## Assignment
Copy out every line of the records where the string "below" occurs.

Referring expression data:
----

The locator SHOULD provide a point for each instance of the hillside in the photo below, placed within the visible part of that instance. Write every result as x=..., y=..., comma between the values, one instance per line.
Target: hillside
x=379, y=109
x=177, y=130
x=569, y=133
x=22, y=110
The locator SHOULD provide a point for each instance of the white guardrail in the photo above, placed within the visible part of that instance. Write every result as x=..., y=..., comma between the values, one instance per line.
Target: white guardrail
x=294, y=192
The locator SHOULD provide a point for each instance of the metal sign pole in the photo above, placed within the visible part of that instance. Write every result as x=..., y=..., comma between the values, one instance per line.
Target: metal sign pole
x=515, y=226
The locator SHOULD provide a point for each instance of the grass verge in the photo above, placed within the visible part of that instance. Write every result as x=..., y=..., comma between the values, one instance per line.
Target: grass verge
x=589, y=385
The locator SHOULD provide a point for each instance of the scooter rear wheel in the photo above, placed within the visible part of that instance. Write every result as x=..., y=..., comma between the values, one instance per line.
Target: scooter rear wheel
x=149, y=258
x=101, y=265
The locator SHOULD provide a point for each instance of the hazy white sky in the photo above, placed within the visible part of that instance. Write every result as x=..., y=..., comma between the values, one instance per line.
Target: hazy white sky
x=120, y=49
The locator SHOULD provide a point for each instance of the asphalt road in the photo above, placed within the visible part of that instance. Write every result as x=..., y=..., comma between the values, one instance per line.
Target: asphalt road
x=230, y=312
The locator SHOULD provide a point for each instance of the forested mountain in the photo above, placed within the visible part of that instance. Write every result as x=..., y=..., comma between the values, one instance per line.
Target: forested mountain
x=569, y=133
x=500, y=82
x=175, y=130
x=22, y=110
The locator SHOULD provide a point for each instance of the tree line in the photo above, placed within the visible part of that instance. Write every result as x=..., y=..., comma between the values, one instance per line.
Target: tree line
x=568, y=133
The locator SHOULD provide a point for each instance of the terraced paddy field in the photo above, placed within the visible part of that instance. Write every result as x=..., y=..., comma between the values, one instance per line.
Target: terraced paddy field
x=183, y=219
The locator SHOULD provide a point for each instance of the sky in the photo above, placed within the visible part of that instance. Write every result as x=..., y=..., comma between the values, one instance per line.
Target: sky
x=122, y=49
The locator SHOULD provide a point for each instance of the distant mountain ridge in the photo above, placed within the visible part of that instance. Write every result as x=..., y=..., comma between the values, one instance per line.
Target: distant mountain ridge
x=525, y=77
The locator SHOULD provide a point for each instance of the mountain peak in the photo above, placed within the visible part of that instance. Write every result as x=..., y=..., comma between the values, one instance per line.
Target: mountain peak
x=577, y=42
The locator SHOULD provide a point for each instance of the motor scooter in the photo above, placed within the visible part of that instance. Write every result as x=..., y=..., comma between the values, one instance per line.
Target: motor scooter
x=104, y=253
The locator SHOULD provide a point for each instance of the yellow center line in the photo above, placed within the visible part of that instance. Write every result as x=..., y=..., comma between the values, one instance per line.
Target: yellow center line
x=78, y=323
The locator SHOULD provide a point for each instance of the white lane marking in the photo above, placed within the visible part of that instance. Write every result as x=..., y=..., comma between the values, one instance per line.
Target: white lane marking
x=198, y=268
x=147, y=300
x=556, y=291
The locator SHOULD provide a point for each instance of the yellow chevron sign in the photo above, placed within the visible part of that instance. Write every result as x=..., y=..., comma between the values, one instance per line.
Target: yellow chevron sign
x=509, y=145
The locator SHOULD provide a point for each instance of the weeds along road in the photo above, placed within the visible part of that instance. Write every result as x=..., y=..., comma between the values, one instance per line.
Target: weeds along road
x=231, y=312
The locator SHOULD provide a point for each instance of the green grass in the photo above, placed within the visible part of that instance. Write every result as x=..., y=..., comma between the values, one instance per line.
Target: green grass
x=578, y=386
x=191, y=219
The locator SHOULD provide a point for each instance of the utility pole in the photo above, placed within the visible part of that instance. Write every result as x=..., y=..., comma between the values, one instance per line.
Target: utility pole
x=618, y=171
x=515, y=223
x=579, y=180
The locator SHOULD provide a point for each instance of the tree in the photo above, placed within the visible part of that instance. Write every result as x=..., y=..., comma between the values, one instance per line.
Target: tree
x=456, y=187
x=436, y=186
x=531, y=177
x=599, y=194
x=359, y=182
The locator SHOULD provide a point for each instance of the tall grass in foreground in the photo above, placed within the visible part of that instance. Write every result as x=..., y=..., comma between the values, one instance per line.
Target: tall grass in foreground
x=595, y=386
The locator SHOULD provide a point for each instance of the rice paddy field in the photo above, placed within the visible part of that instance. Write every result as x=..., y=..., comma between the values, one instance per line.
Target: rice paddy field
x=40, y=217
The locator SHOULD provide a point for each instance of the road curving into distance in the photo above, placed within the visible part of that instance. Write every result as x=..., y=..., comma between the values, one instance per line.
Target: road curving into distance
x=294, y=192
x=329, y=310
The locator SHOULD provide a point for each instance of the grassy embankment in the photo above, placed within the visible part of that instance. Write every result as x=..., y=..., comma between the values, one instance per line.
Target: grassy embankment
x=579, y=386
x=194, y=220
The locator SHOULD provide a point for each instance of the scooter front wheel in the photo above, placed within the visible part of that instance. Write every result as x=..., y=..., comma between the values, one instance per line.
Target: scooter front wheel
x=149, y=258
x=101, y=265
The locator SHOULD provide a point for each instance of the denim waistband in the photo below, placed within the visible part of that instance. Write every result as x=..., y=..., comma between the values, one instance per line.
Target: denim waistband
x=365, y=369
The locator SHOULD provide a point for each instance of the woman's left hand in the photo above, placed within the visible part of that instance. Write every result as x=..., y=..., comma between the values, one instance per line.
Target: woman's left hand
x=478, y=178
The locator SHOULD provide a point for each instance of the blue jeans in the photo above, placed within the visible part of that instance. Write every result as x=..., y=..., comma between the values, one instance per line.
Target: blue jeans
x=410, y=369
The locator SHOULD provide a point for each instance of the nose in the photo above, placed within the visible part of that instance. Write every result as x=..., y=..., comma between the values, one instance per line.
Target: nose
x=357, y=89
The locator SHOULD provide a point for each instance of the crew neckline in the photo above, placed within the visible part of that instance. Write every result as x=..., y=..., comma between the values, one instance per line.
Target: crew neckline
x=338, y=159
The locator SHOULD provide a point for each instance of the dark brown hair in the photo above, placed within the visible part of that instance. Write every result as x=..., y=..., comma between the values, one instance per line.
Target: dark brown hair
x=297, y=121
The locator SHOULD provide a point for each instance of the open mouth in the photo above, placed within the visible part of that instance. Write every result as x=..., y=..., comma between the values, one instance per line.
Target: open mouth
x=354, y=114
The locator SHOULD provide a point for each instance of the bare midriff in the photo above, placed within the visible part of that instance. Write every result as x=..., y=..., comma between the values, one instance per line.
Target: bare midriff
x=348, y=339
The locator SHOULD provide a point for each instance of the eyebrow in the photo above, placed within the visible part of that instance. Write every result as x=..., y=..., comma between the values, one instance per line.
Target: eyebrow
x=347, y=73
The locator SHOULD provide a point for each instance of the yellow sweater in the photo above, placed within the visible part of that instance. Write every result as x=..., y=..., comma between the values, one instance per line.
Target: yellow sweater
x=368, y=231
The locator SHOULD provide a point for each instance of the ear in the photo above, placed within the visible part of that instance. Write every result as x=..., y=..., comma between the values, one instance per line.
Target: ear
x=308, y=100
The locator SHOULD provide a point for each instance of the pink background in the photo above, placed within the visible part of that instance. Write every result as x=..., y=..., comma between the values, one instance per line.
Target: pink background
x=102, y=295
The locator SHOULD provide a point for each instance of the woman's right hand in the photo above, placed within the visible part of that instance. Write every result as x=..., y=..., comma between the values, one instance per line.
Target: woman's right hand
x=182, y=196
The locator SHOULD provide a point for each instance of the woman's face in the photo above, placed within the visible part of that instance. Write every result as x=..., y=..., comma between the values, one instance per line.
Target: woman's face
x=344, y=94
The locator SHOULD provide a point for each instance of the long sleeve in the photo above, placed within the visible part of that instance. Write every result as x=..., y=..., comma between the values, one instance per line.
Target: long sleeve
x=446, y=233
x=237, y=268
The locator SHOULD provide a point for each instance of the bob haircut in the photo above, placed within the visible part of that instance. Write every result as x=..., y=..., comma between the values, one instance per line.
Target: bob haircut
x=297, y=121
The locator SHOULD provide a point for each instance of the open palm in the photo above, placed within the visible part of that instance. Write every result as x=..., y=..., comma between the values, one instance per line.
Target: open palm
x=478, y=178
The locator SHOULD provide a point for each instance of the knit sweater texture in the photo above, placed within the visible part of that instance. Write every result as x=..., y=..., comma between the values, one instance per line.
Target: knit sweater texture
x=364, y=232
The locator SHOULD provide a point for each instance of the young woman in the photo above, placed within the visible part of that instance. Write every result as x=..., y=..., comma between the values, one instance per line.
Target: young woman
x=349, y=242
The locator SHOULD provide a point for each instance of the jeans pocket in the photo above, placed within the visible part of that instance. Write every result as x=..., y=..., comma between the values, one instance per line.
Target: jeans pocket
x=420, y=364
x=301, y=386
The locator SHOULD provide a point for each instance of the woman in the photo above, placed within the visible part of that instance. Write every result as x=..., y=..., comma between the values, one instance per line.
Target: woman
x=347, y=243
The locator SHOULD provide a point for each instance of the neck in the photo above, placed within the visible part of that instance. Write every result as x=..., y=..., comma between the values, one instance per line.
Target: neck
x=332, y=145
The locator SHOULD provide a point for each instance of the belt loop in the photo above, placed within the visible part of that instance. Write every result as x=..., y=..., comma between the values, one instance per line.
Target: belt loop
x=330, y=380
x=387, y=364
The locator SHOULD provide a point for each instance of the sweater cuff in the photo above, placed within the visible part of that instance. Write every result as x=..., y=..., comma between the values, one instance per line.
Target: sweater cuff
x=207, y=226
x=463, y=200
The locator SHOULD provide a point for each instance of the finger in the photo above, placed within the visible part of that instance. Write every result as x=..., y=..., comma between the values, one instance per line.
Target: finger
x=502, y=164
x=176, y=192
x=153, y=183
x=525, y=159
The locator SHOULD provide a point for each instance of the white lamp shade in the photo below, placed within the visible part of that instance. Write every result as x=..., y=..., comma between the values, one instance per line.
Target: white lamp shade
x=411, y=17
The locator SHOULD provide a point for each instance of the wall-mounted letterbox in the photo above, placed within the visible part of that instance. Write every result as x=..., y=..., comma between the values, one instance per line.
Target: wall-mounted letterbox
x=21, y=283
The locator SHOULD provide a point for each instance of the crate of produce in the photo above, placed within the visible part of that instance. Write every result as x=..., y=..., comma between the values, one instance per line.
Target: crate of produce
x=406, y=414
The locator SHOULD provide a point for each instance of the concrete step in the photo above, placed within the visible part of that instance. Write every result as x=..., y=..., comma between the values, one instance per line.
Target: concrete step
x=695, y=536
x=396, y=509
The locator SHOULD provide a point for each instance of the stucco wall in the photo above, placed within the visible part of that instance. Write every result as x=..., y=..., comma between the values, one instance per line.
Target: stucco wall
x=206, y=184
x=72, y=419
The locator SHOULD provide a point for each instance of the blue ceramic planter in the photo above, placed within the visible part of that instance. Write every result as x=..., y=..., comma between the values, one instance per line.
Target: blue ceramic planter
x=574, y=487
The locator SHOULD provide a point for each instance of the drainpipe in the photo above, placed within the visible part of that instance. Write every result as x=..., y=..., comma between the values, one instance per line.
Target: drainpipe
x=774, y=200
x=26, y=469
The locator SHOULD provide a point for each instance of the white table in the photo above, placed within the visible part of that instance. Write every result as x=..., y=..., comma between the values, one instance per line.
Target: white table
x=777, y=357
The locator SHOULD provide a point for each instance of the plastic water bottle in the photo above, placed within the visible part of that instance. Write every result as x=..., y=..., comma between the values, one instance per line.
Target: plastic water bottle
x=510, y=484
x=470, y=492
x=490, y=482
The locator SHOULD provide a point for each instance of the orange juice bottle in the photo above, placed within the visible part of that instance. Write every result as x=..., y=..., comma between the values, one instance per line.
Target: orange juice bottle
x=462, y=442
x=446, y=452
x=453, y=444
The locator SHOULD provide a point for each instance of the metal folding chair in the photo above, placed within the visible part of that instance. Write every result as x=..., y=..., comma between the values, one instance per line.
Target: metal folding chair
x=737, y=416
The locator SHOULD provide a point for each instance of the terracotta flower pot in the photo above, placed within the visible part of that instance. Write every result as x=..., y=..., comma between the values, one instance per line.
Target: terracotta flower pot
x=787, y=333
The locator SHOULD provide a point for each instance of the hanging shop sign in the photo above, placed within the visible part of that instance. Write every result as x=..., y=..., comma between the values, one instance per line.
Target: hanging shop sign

----

## Final answer
The locator SHOULD provide a point for each instance of the hillside in the photo below, placed within the visible part of that instance. Write every result as x=..., y=..., comma between the values, one instance per line.
The locator SHOULD provide a point for each instance of the denim waistband in the photo below, placed within the visible part of that instance. Write every result as x=..., y=..., comma between the values, one instance per line.
The locator SHOULD provide a point for each instance of the white lamp shade in the photo below, placed within the visible part of that instance. Write every result as x=..., y=..., comma between the values, one instance per line.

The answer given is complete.